Format every line below as a Markdown table with the columns Row and Line, numbering the rows and skipping blank lines. Leave the pictures out.

-- start --

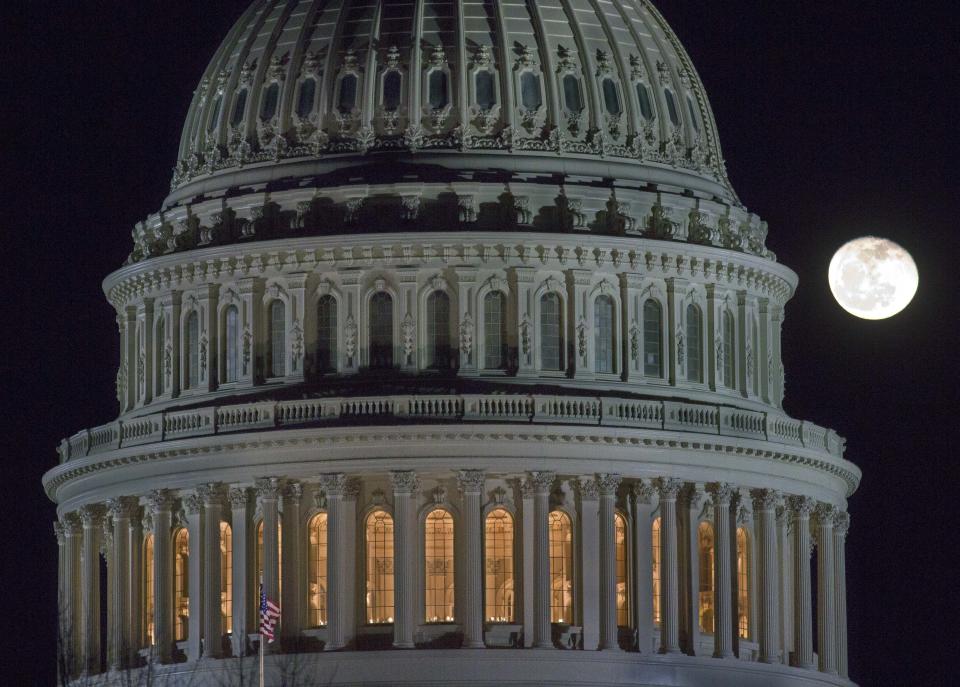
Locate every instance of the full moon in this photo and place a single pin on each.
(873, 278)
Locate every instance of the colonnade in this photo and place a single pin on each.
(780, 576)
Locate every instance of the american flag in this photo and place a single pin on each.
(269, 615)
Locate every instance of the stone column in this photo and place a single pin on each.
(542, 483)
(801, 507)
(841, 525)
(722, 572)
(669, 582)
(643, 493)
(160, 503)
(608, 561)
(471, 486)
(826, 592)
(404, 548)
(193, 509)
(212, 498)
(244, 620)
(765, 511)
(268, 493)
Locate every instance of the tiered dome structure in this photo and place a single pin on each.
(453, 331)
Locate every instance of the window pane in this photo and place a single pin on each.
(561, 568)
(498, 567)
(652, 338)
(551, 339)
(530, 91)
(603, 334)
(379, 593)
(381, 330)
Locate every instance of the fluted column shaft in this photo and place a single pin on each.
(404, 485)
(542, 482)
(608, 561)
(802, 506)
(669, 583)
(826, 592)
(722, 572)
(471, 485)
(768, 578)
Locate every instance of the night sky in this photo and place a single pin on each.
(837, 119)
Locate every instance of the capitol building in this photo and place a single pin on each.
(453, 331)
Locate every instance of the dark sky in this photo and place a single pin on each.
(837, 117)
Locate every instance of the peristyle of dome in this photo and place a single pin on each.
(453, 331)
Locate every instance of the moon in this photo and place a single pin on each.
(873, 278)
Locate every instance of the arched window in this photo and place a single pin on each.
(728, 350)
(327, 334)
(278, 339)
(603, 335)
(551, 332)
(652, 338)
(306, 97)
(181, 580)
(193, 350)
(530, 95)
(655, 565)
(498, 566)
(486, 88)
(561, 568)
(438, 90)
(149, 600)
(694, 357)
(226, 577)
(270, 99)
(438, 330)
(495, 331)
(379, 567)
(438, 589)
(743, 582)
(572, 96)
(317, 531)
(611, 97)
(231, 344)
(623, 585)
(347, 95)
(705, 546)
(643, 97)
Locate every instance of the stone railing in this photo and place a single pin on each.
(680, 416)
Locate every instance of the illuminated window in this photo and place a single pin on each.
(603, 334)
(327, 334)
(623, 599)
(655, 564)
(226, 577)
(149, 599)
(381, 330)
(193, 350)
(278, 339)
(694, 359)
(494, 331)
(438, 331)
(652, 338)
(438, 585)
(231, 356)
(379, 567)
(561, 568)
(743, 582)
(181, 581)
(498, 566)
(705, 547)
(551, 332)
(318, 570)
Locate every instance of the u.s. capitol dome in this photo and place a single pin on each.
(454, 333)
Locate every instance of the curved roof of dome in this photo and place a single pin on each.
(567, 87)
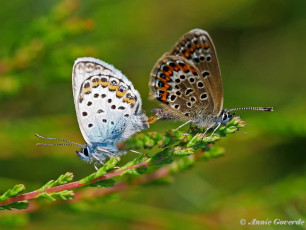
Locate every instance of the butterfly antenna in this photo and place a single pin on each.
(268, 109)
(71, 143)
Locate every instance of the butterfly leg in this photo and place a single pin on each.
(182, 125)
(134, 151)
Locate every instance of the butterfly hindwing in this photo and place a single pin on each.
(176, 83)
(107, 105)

-- end --

▶ _Task solution_
| Row | Line |
|---|---|
| 1 | Locate every instance of the full moon in this photo and place a single pin on each. |
| 2 | (873, 278) |
| 3 | Locate every instance of the colonnade in this photo and place a single pin on each. |
| 4 | (780, 576) |
| 5 | Locate every instance of the american flag in this photo and place a single pin on each. |
| 6 | (269, 615) |
| 7 | Locate every instance of the stone column in this photo and place a single pin on each. |
| 8 | (542, 483) |
| 9 | (801, 507) |
| 10 | (841, 525) |
| 11 | (722, 572) |
| 12 | (669, 582) |
| 13 | (643, 493) |
| 14 | (160, 503) |
| 15 | (608, 561) |
| 16 | (471, 486) |
| 17 | (826, 592) |
| 18 | (404, 548) |
| 19 | (193, 509) |
| 20 | (212, 498) |
| 21 | (244, 620) |
| 22 | (765, 511) |
| 23 | (268, 493) |
| 24 | Locate every instance of the tiered dome structure in this photo and place a single pin on each. |
| 25 | (453, 331) |
| 26 | Locate every instance of the window pane in this photo and place a single pin on each. |
| 27 | (561, 568) |
| 28 | (498, 567) |
| 29 | (652, 338) |
| 30 | (551, 339) |
| 31 | (530, 91) |
| 32 | (603, 334) |
| 33 | (379, 593) |
| 34 | (381, 330) |
| 35 | Locate every instance of the fluted column shaft in this photo and place a single pin on each. |
| 36 | (404, 485) |
| 37 | (542, 482) |
| 38 | (608, 561) |
| 39 | (802, 506) |
| 40 | (669, 583) |
| 41 | (826, 592) |
| 42 | (722, 572) |
| 43 | (471, 485) |
| 44 | (768, 578) |
| 45 | Locate every instance of the night sky in this photo and place a single pin on each. |
| 46 | (837, 119) |
| 47 | Locate every instance of the capitol building in this photo and place a single pin on each. |
| 48 | (453, 331) |
| 49 | Locate every instance of the dark sky in this photo and place a single pin on each. |
| 50 | (837, 117) |
| 51 | Locate every instance of the peristyle of dome in this photo and place a single pin on each. |
| 52 | (453, 331) |
| 53 | Locate every instance of the moon in this photo and place a single pin on each. |
| 54 | (873, 278) |
| 55 | Locate every instance of the arched window in this photo and place a single pin on each. |
| 56 | (728, 350) |
| 57 | (327, 334) |
| 58 | (278, 339) |
| 59 | (603, 335) |
| 60 | (551, 332) |
| 61 | (652, 338) |
| 62 | (306, 97) |
| 63 | (181, 580) |
| 64 | (193, 350) |
| 65 | (530, 95) |
| 66 | (655, 565) |
| 67 | (498, 566) |
| 68 | (486, 88) |
| 69 | (561, 568) |
| 70 | (438, 90) |
| 71 | (149, 600) |
| 72 | (694, 357) |
| 73 | (226, 577) |
| 74 | (270, 99) |
| 75 | (438, 330) |
| 76 | (495, 331) |
| 77 | (379, 567) |
| 78 | (438, 589) |
| 79 | (743, 582) |
| 80 | (572, 96) |
| 81 | (317, 531) |
| 82 | (611, 97) |
| 83 | (231, 344) |
| 84 | (623, 585) |
| 85 | (347, 95) |
| 86 | (705, 546) |
| 87 | (643, 97) |
| 88 | Locate every instance of the stone railing in this photo and place a single pin on each. |
| 89 | (680, 416) |
| 90 | Locate every instance of the illuminated window in this photo and place a single pin on each. |
| 91 | (603, 334) |
| 92 | (327, 334) |
| 93 | (623, 599) |
| 94 | (655, 564) |
| 95 | (226, 577) |
| 96 | (149, 599) |
| 97 | (381, 330) |
| 98 | (193, 350) |
| 99 | (278, 339) |
| 100 | (694, 359) |
| 101 | (494, 331) |
| 102 | (438, 331) |
| 103 | (652, 338) |
| 104 | (438, 585) |
| 105 | (231, 356) |
| 106 | (379, 567) |
| 107 | (561, 568) |
| 108 | (743, 582) |
| 109 | (181, 581) |
| 110 | (498, 566) |
| 111 | (705, 547) |
| 112 | (551, 332) |
| 113 | (318, 570) |
| 114 | Locate every instance of the u.s. capitol dome in this photo and place a single pin on each. |
| 115 | (454, 333) |
| 116 | Locate every instance of the curved roof of dome in this photo and place a single pin on each. |
| 117 | (567, 87) |
| 118 | Locate every instance of the butterfly antenna in this photo and place a single pin on each. |
| 119 | (268, 109) |
| 120 | (71, 143) |
| 121 | Locate every instance of the butterfly leg in this photo and place a single pin on each. |
| 122 | (182, 125) |
| 123 | (134, 151) |
| 124 | Locate every instance of the butterfly hindwing in this photo and place a single pin on each. |
| 125 | (176, 83) |
| 126 | (107, 105) |